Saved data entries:
════════════════

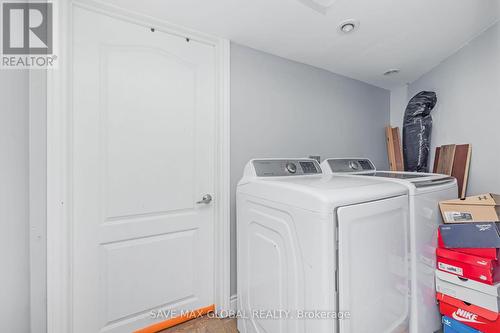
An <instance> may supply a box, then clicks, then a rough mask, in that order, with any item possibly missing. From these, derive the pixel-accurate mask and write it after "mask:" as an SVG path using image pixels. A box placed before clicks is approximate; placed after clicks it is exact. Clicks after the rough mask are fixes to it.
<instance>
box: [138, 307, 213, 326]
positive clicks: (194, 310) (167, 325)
mask: <svg viewBox="0 0 500 333" xmlns="http://www.w3.org/2000/svg"><path fill="white" fill-rule="evenodd" d="M214 311H215V305H214V304H212V305H209V306H206V307H204V308H200V309H197V310H193V311H190V312H188V313H186V314H183V315H181V316H178V317H174V318H171V319H167V320H165V321H162V322H159V323H156V324H153V325H151V326H148V327H145V328H141V329H140V330H137V331H135V332H134V333H156V332H159V331H162V330H165V329H167V328H170V327H173V326H176V325H179V324H182V323H185V322H186V321H188V320H191V319H195V318H198V317H201V316H204V315H206V314H207V313H210V312H214Z"/></svg>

════════════════

Give all of the data above again, swapping "positive clicks" for "foreground clicks" and keeping everything else the same. Leave the pictures out.

An <instance> may supply a box, then clicks, then a rough mask, in that order, with any item possibly missing. From these, derive the pixel-accurate mask and write it after "mask:" as an SVG path using image pixels. A box placed before clicks is approximate; placed after clicks it is exact. Clicks after the rough mask are fixes to it.
<instance>
box: [138, 307, 213, 326]
foreground clicks: (194, 310) (167, 325)
mask: <svg viewBox="0 0 500 333" xmlns="http://www.w3.org/2000/svg"><path fill="white" fill-rule="evenodd" d="M214 311H215V305H214V304H212V305H209V306H206V307H204V308H200V309H197V310H193V311H190V312H188V313H186V314H183V315H181V316H178V317H174V318H171V319H167V320H165V321H162V322H159V323H156V324H153V325H151V326H148V327H145V328H141V329H140V330H137V331H135V332H134V333H156V332H159V331H162V330H165V329H167V328H170V327H173V326H176V325H179V324H182V323H185V322H186V321H188V320H191V319H195V318H198V317H201V316H204V315H206V314H207V313H210V312H214Z"/></svg>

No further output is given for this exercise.